Problem statement » An exact transcription of every record below is required, with the pictures left out.

Image-backed grounding data:
□ □ □ □

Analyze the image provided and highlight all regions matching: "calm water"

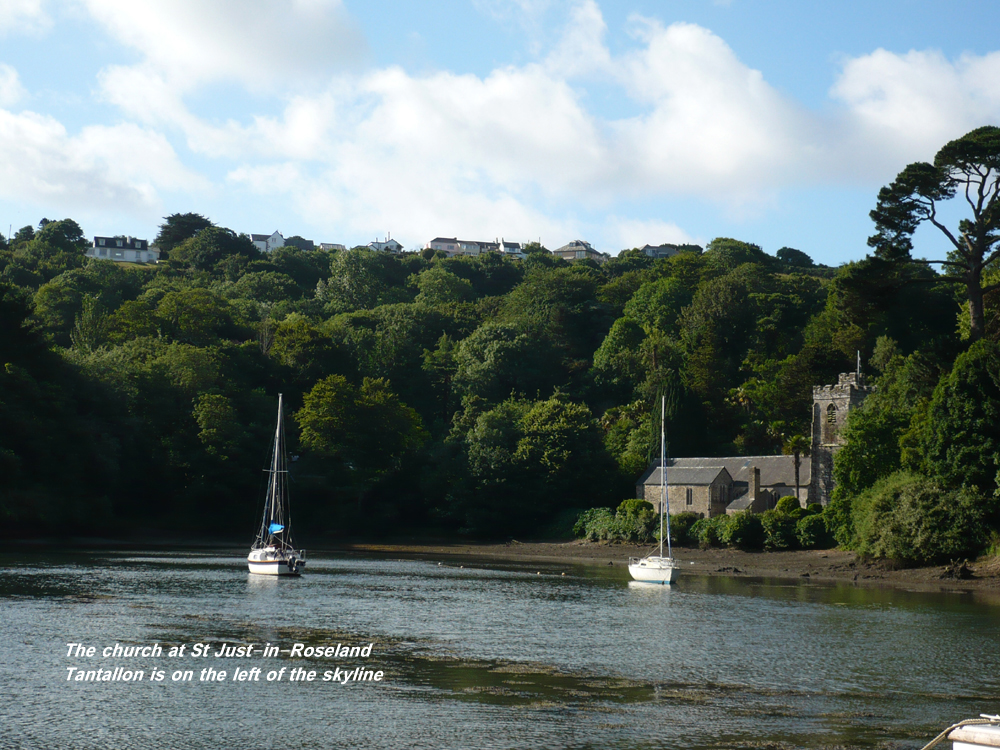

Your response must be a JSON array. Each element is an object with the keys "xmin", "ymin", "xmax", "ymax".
[{"xmin": 2, "ymin": 549, "xmax": 999, "ymax": 749}]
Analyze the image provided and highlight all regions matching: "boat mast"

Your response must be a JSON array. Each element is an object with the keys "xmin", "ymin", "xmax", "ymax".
[
  {"xmin": 270, "ymin": 393, "xmax": 284, "ymax": 533},
  {"xmin": 260, "ymin": 393, "xmax": 288, "ymax": 547},
  {"xmin": 661, "ymin": 395, "xmax": 673, "ymax": 560}
]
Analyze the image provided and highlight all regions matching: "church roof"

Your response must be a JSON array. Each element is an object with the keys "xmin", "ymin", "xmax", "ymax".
[
  {"xmin": 641, "ymin": 466, "xmax": 731, "ymax": 487},
  {"xmin": 638, "ymin": 455, "xmax": 810, "ymax": 488}
]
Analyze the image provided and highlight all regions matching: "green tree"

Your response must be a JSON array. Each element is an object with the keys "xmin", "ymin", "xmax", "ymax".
[
  {"xmin": 70, "ymin": 295, "xmax": 110, "ymax": 353},
  {"xmin": 917, "ymin": 339, "xmax": 1000, "ymax": 491},
  {"xmin": 227, "ymin": 271, "xmax": 301, "ymax": 304},
  {"xmin": 155, "ymin": 213, "xmax": 214, "ymax": 255},
  {"xmin": 169, "ymin": 227, "xmax": 260, "ymax": 271},
  {"xmin": 784, "ymin": 434, "xmax": 810, "ymax": 503},
  {"xmin": 192, "ymin": 393, "xmax": 244, "ymax": 460},
  {"xmin": 591, "ymin": 318, "xmax": 646, "ymax": 401},
  {"xmin": 776, "ymin": 247, "xmax": 814, "ymax": 267},
  {"xmin": 413, "ymin": 266, "xmax": 475, "ymax": 305},
  {"xmin": 849, "ymin": 472, "xmax": 995, "ymax": 564},
  {"xmin": 11, "ymin": 225, "xmax": 35, "ymax": 248},
  {"xmin": 269, "ymin": 316, "xmax": 346, "ymax": 384},
  {"xmin": 869, "ymin": 125, "xmax": 1000, "ymax": 342},
  {"xmin": 296, "ymin": 375, "xmax": 428, "ymax": 505},
  {"xmin": 623, "ymin": 276, "xmax": 692, "ymax": 334},
  {"xmin": 317, "ymin": 248, "xmax": 411, "ymax": 313},
  {"xmin": 35, "ymin": 219, "xmax": 88, "ymax": 253},
  {"xmin": 453, "ymin": 321, "xmax": 559, "ymax": 404},
  {"xmin": 422, "ymin": 333, "xmax": 458, "ymax": 426},
  {"xmin": 702, "ymin": 238, "xmax": 770, "ymax": 274},
  {"xmin": 155, "ymin": 288, "xmax": 239, "ymax": 345}
]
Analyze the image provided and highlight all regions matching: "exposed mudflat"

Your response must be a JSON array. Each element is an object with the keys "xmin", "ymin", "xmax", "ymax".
[{"xmin": 334, "ymin": 539, "xmax": 1000, "ymax": 597}]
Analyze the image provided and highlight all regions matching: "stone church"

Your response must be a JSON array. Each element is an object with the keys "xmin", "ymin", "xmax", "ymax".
[{"xmin": 637, "ymin": 371, "xmax": 872, "ymax": 516}]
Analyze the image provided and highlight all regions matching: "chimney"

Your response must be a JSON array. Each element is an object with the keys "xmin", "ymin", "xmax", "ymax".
[{"xmin": 750, "ymin": 466, "xmax": 760, "ymax": 504}]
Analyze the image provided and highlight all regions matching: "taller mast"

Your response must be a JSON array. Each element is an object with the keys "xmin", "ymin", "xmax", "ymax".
[
  {"xmin": 661, "ymin": 395, "xmax": 673, "ymax": 560},
  {"xmin": 267, "ymin": 394, "xmax": 285, "ymax": 539}
]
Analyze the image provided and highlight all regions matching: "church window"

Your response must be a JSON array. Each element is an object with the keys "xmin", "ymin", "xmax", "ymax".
[
  {"xmin": 686, "ymin": 488, "xmax": 693, "ymax": 506},
  {"xmin": 823, "ymin": 404, "xmax": 838, "ymax": 442}
]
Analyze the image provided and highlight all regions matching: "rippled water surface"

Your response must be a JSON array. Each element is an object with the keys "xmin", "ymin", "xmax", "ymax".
[{"xmin": 2, "ymin": 549, "xmax": 999, "ymax": 749}]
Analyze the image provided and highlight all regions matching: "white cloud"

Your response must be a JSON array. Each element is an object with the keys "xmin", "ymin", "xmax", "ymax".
[
  {"xmin": 73, "ymin": 0, "xmax": 1000, "ymax": 250},
  {"xmin": 82, "ymin": 0, "xmax": 364, "ymax": 92},
  {"xmin": 544, "ymin": 0, "xmax": 611, "ymax": 78},
  {"xmin": 0, "ymin": 109, "xmax": 208, "ymax": 215},
  {"xmin": 109, "ymin": 6, "xmax": 837, "ymax": 246},
  {"xmin": 831, "ymin": 48, "xmax": 1000, "ymax": 169},
  {"xmin": 0, "ymin": 0, "xmax": 50, "ymax": 35},
  {"xmin": 0, "ymin": 64, "xmax": 26, "ymax": 106},
  {"xmin": 609, "ymin": 19, "xmax": 816, "ymax": 199},
  {"xmin": 606, "ymin": 218, "xmax": 698, "ymax": 252}
]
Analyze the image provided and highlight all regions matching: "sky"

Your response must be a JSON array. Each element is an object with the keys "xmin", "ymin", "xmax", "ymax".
[{"xmin": 2, "ymin": 0, "xmax": 1000, "ymax": 265}]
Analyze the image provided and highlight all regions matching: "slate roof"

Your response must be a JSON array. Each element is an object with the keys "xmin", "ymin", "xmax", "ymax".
[
  {"xmin": 642, "ymin": 466, "xmax": 731, "ymax": 487},
  {"xmin": 638, "ymin": 455, "xmax": 810, "ymax": 489},
  {"xmin": 726, "ymin": 492, "xmax": 756, "ymax": 511}
]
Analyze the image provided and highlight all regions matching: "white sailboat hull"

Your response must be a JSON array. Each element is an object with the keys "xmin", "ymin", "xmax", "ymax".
[
  {"xmin": 247, "ymin": 548, "xmax": 305, "ymax": 576},
  {"xmin": 628, "ymin": 556, "xmax": 679, "ymax": 584}
]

□ □ □ □

Output of the task »
Analyze the image provided and highlight all regions matching: "calm water"


Your response must be a JSON array. Each element is an object with the keys "xmin", "ymin", "xmax", "ymax".
[{"xmin": 2, "ymin": 549, "xmax": 999, "ymax": 749}]
Analyze the image provided and highlight all regions matching: "boat mast"

Your response must be a JSON array. Each element is an object with the keys "xmin", "ymin", "xmax", "ymax".
[
  {"xmin": 270, "ymin": 393, "xmax": 284, "ymax": 533},
  {"xmin": 260, "ymin": 393, "xmax": 288, "ymax": 547},
  {"xmin": 661, "ymin": 395, "xmax": 673, "ymax": 560}
]
Analyze the image provided and highlight all regions matching: "church roof"

Your response must be a JSON array. Each element is an object with the keys "xmin", "ymin", "xmax", "ymax".
[
  {"xmin": 641, "ymin": 466, "xmax": 731, "ymax": 487},
  {"xmin": 638, "ymin": 455, "xmax": 810, "ymax": 488}
]
Analyze the image provided and highlight all regions matching: "green tree"

Your response must be a JSON array. Each element is an object with the keys "xmin", "ymin", "xmax", "ymax".
[
  {"xmin": 70, "ymin": 295, "xmax": 110, "ymax": 353},
  {"xmin": 917, "ymin": 339, "xmax": 1000, "ymax": 491},
  {"xmin": 227, "ymin": 271, "xmax": 301, "ymax": 304},
  {"xmin": 155, "ymin": 213, "xmax": 214, "ymax": 255},
  {"xmin": 169, "ymin": 227, "xmax": 260, "ymax": 271},
  {"xmin": 784, "ymin": 434, "xmax": 810, "ymax": 503},
  {"xmin": 192, "ymin": 393, "xmax": 244, "ymax": 460},
  {"xmin": 591, "ymin": 318, "xmax": 646, "ymax": 401},
  {"xmin": 776, "ymin": 247, "xmax": 814, "ymax": 267},
  {"xmin": 413, "ymin": 266, "xmax": 475, "ymax": 305},
  {"xmin": 849, "ymin": 472, "xmax": 995, "ymax": 564},
  {"xmin": 11, "ymin": 225, "xmax": 35, "ymax": 248},
  {"xmin": 269, "ymin": 316, "xmax": 346, "ymax": 384},
  {"xmin": 869, "ymin": 125, "xmax": 1000, "ymax": 342},
  {"xmin": 296, "ymin": 375, "xmax": 428, "ymax": 505},
  {"xmin": 623, "ymin": 276, "xmax": 692, "ymax": 334},
  {"xmin": 317, "ymin": 248, "xmax": 411, "ymax": 313},
  {"xmin": 35, "ymin": 219, "xmax": 88, "ymax": 253},
  {"xmin": 453, "ymin": 321, "xmax": 559, "ymax": 404},
  {"xmin": 422, "ymin": 333, "xmax": 458, "ymax": 426},
  {"xmin": 702, "ymin": 238, "xmax": 770, "ymax": 274},
  {"xmin": 155, "ymin": 288, "xmax": 239, "ymax": 345}
]
Analyze the image provided and highlight all regions matching: "exposed mudflat"

Your response must be a JSON array. Each element is an object with the keys "xmin", "ymin", "xmax", "ymax".
[{"xmin": 334, "ymin": 539, "xmax": 1000, "ymax": 597}]
Analyze the image provided and highlight all regions matching: "stone church"

Your response must be a JSON array. Each element is an object with the keys "xmin", "ymin", "xmax", "ymax".
[{"xmin": 637, "ymin": 371, "xmax": 872, "ymax": 516}]
Analyze the image provided and highlight all regions matching: "chimney"

Your response must be a JSON array. Each element is an object with the keys "xmin", "ymin", "xmax", "ymax".
[{"xmin": 750, "ymin": 466, "xmax": 760, "ymax": 504}]
Analyze the image provided and highlight all regions matching: "taller mast"

Your response must be a JSON array. Each element is an object with the keys "xmin", "ymin", "xmax", "ymax".
[
  {"xmin": 661, "ymin": 395, "xmax": 673, "ymax": 560},
  {"xmin": 267, "ymin": 394, "xmax": 285, "ymax": 539}
]
Analyze the image provided and highlight all regions matching: "church window"

Your response must be a JSON array. Each element is an object with the keys "xmin", "ymin", "xmax", "ymax".
[
  {"xmin": 686, "ymin": 488, "xmax": 693, "ymax": 506},
  {"xmin": 823, "ymin": 404, "xmax": 838, "ymax": 442}
]
Analyze the image provided and highlight all regions matching: "rippled water surface"

Your response must be a JSON array. Each element is an object with the keys "xmin", "ymin", "xmax", "ymax".
[{"xmin": 2, "ymin": 549, "xmax": 999, "ymax": 749}]
Analyze the image provided and highlight all regions matching: "white cloud"

Your response must be a JSON array. Each element is an object with the keys "xmin", "ymin", "xmax", "ymax".
[
  {"xmin": 73, "ymin": 0, "xmax": 1000, "ymax": 250},
  {"xmin": 82, "ymin": 0, "xmax": 364, "ymax": 92},
  {"xmin": 544, "ymin": 0, "xmax": 611, "ymax": 78},
  {"xmin": 0, "ymin": 109, "xmax": 208, "ymax": 215},
  {"xmin": 109, "ymin": 6, "xmax": 837, "ymax": 246},
  {"xmin": 831, "ymin": 48, "xmax": 1000, "ymax": 169},
  {"xmin": 0, "ymin": 0, "xmax": 50, "ymax": 35},
  {"xmin": 0, "ymin": 64, "xmax": 26, "ymax": 106},
  {"xmin": 609, "ymin": 19, "xmax": 816, "ymax": 199},
  {"xmin": 606, "ymin": 218, "xmax": 698, "ymax": 252}
]
Analyze the image provided and highlight all regions matching: "sky"

Your response must be a JSON array. Each element is an object with the keys "xmin", "ymin", "xmax", "ymax".
[{"xmin": 2, "ymin": 0, "xmax": 1000, "ymax": 265}]
Analyze the image provided and highlight all regions matching: "slate roof"

Your response must be a JSON array. Each element is an object with the keys "xmin", "ymin", "xmax", "ymax".
[
  {"xmin": 642, "ymin": 466, "xmax": 731, "ymax": 487},
  {"xmin": 638, "ymin": 455, "xmax": 810, "ymax": 489},
  {"xmin": 726, "ymin": 492, "xmax": 756, "ymax": 511}
]
Analyze the image provided and highlight all regions matching: "white sailboat hull"

Your response must be a JSON array. Each element is an object with the keys "xmin", "ymin", "xmax", "ymax".
[
  {"xmin": 247, "ymin": 548, "xmax": 305, "ymax": 576},
  {"xmin": 628, "ymin": 556, "xmax": 679, "ymax": 584}
]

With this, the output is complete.